**INSTRUCTIONS FOR THE TASK**. Copy the rows below, from the start up to and including the line with "[109,74,142,123]", keeping the requests as they are but multiplying every bounding box coordinate in the answers by 0.9 and rounding to whole numbers, with halves going up. Leave out the pictures.

**EXTRACTED MATERIAL**.
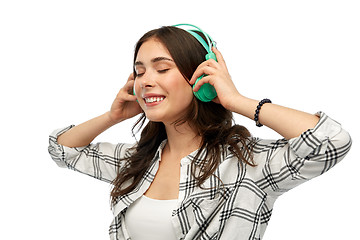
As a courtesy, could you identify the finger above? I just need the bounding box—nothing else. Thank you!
[211,47,226,67]
[121,94,137,102]
[193,75,212,92]
[128,73,135,81]
[189,61,215,85]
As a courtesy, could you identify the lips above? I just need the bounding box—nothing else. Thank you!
[143,93,165,105]
[144,97,165,103]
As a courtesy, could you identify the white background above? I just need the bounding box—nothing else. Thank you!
[0,0,360,240]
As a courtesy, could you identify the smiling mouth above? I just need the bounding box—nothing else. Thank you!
[144,97,165,103]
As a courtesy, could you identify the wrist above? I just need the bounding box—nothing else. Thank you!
[104,111,123,127]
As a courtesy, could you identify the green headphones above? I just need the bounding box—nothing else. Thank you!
[133,23,217,102]
[173,23,217,102]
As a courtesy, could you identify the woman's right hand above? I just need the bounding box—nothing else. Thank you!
[109,74,142,123]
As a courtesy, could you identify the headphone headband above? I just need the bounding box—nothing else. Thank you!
[173,23,217,102]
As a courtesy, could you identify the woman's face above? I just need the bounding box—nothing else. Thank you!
[134,39,193,124]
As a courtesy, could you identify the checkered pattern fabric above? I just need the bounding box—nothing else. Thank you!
[49,113,351,240]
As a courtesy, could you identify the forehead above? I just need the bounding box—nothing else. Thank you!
[136,38,172,62]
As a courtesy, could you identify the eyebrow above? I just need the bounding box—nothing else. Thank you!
[134,57,174,66]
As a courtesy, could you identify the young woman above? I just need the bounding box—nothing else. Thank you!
[49,26,351,240]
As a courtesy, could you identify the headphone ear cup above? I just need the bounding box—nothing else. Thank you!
[193,75,217,102]
[193,52,217,102]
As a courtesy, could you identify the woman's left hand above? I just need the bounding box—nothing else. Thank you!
[189,47,240,111]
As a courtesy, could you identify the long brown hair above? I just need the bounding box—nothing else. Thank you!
[111,27,254,204]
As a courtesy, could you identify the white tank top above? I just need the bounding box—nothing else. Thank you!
[125,195,178,240]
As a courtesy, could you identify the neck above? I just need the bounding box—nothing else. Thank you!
[165,123,201,158]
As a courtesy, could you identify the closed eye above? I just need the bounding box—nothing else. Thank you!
[158,68,170,73]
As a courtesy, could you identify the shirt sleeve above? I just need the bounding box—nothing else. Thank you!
[48,125,133,182]
[253,112,351,197]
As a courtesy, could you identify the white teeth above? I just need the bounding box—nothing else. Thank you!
[145,97,164,103]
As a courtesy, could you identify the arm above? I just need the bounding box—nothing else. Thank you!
[58,74,141,147]
[225,94,319,139]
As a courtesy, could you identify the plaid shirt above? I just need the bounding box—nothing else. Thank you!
[49,113,351,240]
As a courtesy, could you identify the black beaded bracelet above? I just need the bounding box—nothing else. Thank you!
[254,98,271,127]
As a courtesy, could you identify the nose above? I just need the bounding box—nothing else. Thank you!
[139,72,155,89]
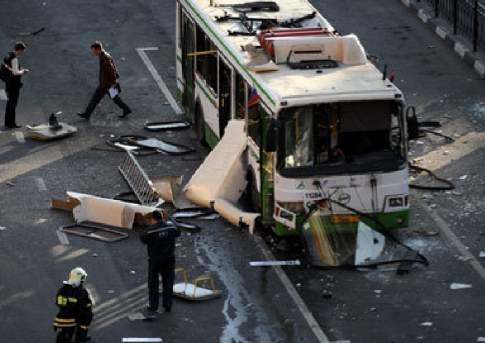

**EXERCISE SOLUTION**.
As a courtesy, could you identify the finger above? I just need the bounding box—nothing else. Thank you!
[190,42,203,60]
[109,85,123,92]
[174,68,191,83]
[115,66,122,73]
[170,55,194,77]
As a courtesy, could you identify the lips above? I just need the bounding box—nothing else. Thank you!
[129,84,149,95]
[130,87,149,93]
As a courtesy, could you identify the white background above? I just need the bounding box—nothing else. Thank you!
[0,0,324,216]
As a courtesy, could you identify the smiling mouth above? I just need the bounding box—nothing else. Thank you!
[130,87,149,93]
As a courtesy, could you identify the wrist above? I just need the bounding box—nothing else. Thank you!
[94,100,111,114]
As a courtesy, could you identify the green headphones above? I just need the bounding box—nothing else. Thank you!
[120,21,195,92]
[156,21,195,92]
As a courtesy, could you identify the woman's right hand above? I just need the bounding box—nothing else. Thank you!
[98,67,128,111]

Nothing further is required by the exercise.